Directions: Without the pictures, return each record as it appears.

Listed records:
★ ★ ★ ★

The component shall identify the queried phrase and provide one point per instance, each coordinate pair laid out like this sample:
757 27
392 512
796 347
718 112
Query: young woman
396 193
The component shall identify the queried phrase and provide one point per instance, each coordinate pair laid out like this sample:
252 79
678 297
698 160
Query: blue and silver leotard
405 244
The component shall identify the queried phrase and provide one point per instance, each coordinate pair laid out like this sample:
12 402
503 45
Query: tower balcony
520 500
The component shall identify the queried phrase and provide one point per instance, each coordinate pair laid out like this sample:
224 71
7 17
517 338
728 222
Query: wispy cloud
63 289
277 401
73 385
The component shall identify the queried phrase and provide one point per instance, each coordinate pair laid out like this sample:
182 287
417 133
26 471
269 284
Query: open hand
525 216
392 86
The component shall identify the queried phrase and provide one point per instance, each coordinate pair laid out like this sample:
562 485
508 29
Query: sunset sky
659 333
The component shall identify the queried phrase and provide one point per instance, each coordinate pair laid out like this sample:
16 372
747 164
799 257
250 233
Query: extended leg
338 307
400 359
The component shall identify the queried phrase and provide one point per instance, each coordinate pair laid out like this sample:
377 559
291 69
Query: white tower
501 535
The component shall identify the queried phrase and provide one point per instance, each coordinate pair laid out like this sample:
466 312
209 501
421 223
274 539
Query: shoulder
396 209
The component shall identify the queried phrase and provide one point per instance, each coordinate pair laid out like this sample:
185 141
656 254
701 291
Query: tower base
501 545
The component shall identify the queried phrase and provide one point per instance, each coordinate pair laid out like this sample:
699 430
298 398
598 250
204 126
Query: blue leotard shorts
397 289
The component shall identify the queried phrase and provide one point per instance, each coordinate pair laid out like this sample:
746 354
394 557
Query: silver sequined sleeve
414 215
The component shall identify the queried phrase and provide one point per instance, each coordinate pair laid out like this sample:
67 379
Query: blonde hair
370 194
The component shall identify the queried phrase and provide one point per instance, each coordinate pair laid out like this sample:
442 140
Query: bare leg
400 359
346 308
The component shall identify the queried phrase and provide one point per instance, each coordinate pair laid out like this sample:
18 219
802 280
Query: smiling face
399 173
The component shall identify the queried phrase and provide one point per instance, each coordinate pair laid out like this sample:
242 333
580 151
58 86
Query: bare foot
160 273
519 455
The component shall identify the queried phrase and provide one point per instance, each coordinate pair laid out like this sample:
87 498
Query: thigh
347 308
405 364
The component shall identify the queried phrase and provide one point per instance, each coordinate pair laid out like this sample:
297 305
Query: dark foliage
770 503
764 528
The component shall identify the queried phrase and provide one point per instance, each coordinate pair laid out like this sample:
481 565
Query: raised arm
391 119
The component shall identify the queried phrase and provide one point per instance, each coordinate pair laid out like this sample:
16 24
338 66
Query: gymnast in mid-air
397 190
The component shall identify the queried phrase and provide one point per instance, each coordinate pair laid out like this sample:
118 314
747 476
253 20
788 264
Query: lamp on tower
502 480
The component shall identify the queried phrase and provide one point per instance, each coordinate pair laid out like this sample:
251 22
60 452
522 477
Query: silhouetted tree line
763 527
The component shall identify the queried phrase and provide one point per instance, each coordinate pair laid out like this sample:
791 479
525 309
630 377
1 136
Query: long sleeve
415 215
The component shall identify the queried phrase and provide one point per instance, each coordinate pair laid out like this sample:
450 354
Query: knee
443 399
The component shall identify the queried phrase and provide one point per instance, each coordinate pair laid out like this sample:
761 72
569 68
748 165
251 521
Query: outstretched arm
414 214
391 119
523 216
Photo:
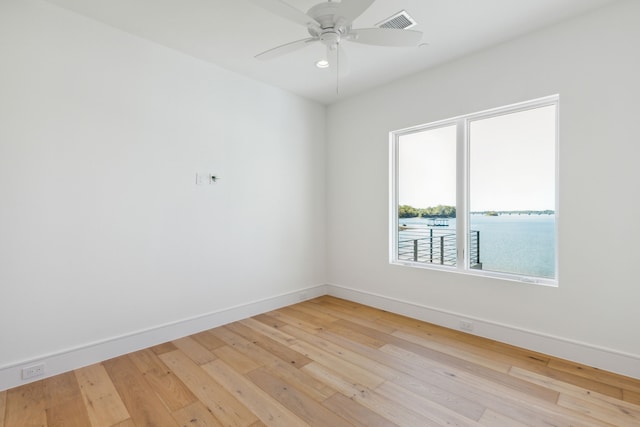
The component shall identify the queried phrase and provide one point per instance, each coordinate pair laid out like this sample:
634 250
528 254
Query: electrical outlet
33 371
466 325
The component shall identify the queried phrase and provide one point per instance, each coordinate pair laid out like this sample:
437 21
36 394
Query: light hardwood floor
328 362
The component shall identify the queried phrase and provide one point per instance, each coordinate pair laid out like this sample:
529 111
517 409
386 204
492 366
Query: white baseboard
580 352
90 353
74 358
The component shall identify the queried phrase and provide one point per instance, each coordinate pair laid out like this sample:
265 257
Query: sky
512 163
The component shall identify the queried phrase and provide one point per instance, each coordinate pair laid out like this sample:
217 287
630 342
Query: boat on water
438 222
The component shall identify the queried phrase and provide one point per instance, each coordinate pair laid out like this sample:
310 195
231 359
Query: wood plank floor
328 362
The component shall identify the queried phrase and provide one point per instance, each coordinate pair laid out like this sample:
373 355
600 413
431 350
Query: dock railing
435 246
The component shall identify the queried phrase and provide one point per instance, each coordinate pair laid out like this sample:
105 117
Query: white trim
90 353
77 357
587 354
463 184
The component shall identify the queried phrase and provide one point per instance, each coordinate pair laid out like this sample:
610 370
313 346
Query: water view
509 243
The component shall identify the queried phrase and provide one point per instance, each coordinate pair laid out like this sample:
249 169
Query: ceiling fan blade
286 48
351 9
285 10
386 37
338 58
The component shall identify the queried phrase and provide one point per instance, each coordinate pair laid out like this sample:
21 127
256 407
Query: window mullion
462 215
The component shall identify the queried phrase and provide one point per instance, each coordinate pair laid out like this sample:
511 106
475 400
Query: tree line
440 211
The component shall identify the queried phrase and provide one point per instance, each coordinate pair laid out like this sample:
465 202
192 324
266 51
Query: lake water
518 244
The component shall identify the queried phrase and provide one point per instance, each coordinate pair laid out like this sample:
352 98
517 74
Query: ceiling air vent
400 20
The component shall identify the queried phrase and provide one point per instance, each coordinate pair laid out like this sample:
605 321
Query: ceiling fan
330 23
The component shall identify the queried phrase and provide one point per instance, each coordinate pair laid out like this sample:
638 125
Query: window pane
512 192
427 196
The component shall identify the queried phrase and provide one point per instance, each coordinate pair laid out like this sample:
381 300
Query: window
477 194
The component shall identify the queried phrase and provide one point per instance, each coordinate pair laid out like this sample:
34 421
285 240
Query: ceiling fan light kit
330 23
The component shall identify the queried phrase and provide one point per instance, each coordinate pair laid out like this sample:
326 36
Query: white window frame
462 124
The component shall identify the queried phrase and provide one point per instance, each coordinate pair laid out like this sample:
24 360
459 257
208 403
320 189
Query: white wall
103 232
593 63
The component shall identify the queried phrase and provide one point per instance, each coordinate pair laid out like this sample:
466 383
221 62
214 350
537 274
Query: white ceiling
230 33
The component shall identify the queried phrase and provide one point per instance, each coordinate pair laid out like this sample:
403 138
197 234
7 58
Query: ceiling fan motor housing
332 27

★ ★ ★ ★

Solved problem:
The component shall identify the queried phrase and provide one point per instance, each coordinate pair laid out like this sample:
757 27
392 512
796 347
718 112
Query: young woman
396 193
The component shall identify the queried phrase and provide one point per instance, each coordinate pair laid out like this sample:
252 79
678 297
698 160
Query: blue and silver leotard
405 244
The component shall identify the queried phrase and provide one point per instance, each coordinate pair laid out like this sample:
12 402
503 45
Query: tower balcony
520 500
The component shall identify the queried phrase and provide one point per instance, each coordinate pair laid out like this sample:
224 71
7 17
517 338
728 222
Query: wispy cloud
63 289
277 401
73 385
The component shall identify the queried phrase and provide one point per instance, each coordinate pair laid out like this sample:
182 287
417 133
26 471
269 284
Query: open hand
525 216
392 86
The component shall identify the queried phrase and provide one point per instance, each coordinate pair laid out like this sample:
562 485
508 29
Query: sunset sky
659 333
The component shall identify the queried phrase and provide one point per instance, each coordinate pair laid out like this sample:
16 372
747 164
799 257
250 233
Query: extended leg
338 307
400 359
The component shall identify the queried phrase and provide one point per instance, each coordinate pair laid out like this sample:
377 559
291 69
Query: white tower
501 535
The component shall identify the queried phrase and provide one point per instance, each coordinate pair laid out like this sample:
466 312
209 501
421 223
274 539
Query: shoulder
396 209
The component shall identify the queried phrase and provide one point per instance, each coordinate pair laid out like this sample:
185 141
656 254
701 291
Query: tower base
501 545
The component shall identify the queried phrase and provide one point per instance, each coordinate pair laid out like this sample:
699 430
298 398
598 250
204 126
Query: blue leotard shorts
397 289
The component shall identify the queried phrase and provide one point per instance, each coordinate pair laid out like this sample:
746 354
394 557
Query: silver sequined sleeve
414 215
The component shall identify the queried phrase and provide one point per instance, each coordinate pair laid out like this sample:
67 379
Query: blonde hair
370 194
The component shall identify the queried phrase and provide one point per instance, each coordinate pair laid out like this sample:
442 140
Query: bare leg
400 359
346 308
The component shall identify the queried phrase and provide one point per instance, each coordinate pair laid out like this sample:
18 219
802 280
Query: smiling face
399 173
The component shall identify the queried phrase and provide one point per instance, each coordinate pair laid out like this sample:
242 333
580 151
58 86
Query: bare foot
160 273
519 455
The component shall identify the queried phrase and provide one point per instance, each coordinate pair laid out like this sample:
87 498
Query: thigh
347 308
405 364
The component shall identify the queried phrase and provide one point per instance, each coordinate pair laid out like this sample:
297 305
Query: dark foliage
770 503
764 528
The component shall identify the queried phrase and provide one point per instance, each coordinate pair laid out like this sample:
481 565
Query: raised arm
391 119
The component shall identify the queried phrase and provide one point per instance, each coordinate pair laid out like this sample:
16 24
338 66
Query: gymnast in mid-air
397 190
The component shall identify the queried phrase and provide one point per instance, each coordinate pair laid out like this sample:
118 314
747 476
253 20
788 264
Query: lamp on tower
502 480
The component shall identify the queried phrase and provide one point per instance, each coordinate pair laid out like this sample:
251 22
60 452
522 477
Query: silhouetted tree line
763 527
The component shall identify the queried phrase and provide one point per instance, each coordinate pair laid out like this sample:
791 479
525 309
630 377
1 136
Query: long sleeve
415 215
The component shall identify the queried phrase and provide one point per instance, each coordinate pair laid out like this sample:
450 354
Query: knee
443 399
The component shall identify the queried phrase and provide one point per instance, each coordinate pair laid out like this sample:
761 72
569 68
748 165
251 521
Query: outstretched arm
414 214
391 119
523 216
Photo:
The component shall identify the queried phrase and provide one point per instance, each coordinate pair laid out like this sample:
634 250
528 254
Query: electrical outlet
33 371
466 325
The component shall identify the queried phrase and provide one point per instance, each coordinate pair laid out like this sample:
437 21
36 394
Query: light hardwood floor
328 362
The component shall identify the queried phrase and provide one point per instance, each coordinate pair laid out like this sample:
529 111
517 409
386 204
492 366
Query: white baseboard
580 352
90 353
74 358
The component shall identify the queried phrase and provide one point per instance, each coordinate pair laid out like this sample:
265 257
Query: sky
512 163
The component shall identify the queried phrase and provide one point per instance, each coordinate pair laid out like this sample:
217 287
630 342
Query: boat on water
438 222
The component shall identify the queried phrase and provide one point per instance, each coordinate pair laid out like this sample:
310 195
231 359
Query: wood plank floor
328 362
The component shall identify the queried phrase and provide one point per instance, each coordinate pair laid out like this sample:
373 355
600 413
431 350
Query: dock railing
435 246
The component shall identify the queried phrase and provide one point per instance, each coordinate pair laid out like this sample:
105 117
Query: white trim
90 353
77 357
587 354
463 184
The component shall identify the queried phrase and provide one point per instance, each coordinate pair laid out like this sample:
610 370
313 346
Query: water view
509 243
The component shall identify the queried phrase and provide one point per instance, each coordinate pair laid out like this sample:
249 169
Query: ceiling fan blade
286 48
351 9
285 10
386 37
338 58
The component shall identify the queried phrase and provide one point per instance, each coordinate pair laid out like this sample:
21 127
256 407
Query: window mullion
462 215
The component shall identify the queried phrase and provide one point per instance, each coordinate pair laid out like this sample:
511 106
475 400
Query: tree line
440 211
The component shall identify the queried phrase and provide one point per instance, each coordinate pair laid out like this sample:
465 202
192 324
266 51
Query: lake water
518 244
The component shall identify the queried phrase and provide one point per instance, each coordinate pair laid out like this sample:
352 98
517 74
Query: ceiling air vent
400 20
The component shall identify the queried phrase and provide one point per instance, each coordinate pair laid out like this sample:
605 321
Query: ceiling fan
330 23
The component shall identify the queried phrase and provide one point per instance, each coordinate pair laid out like this sample:
638 125
Query: window pane
512 192
427 196
The component shall identify the queried phrase and provide one point per instance, each coordinate pair laid out like this sample:
381 300
Query: window
477 194
The component shall identify the queried phrase and provide one point per instance, each coordinate pair laid out like this sample:
34 421
285 240
Query: ceiling fan light kit
330 23
The component shall identify the queried phrase and provide one point per instance, each coordinate pair laid out like this sample:
326 36
Query: white window frame
462 124
The component shall identify the queried phrase and provide one point per instance, each coordinate pair laid out like this sample:
24 360
459 257
208 403
320 189
Query: white wall
103 232
593 63
The component shall identify the queried phrase and provide one point per instance, each coordinate pair laid out like this sample:
466 383
221 62
214 350
537 274
Query: white ceiling
230 33
The component shall identify the queried phrase and provide one point per instance, each coordinate pair laid out like this sample:
403 138
197 234
7 58
Query: ceiling fan motor housing
332 27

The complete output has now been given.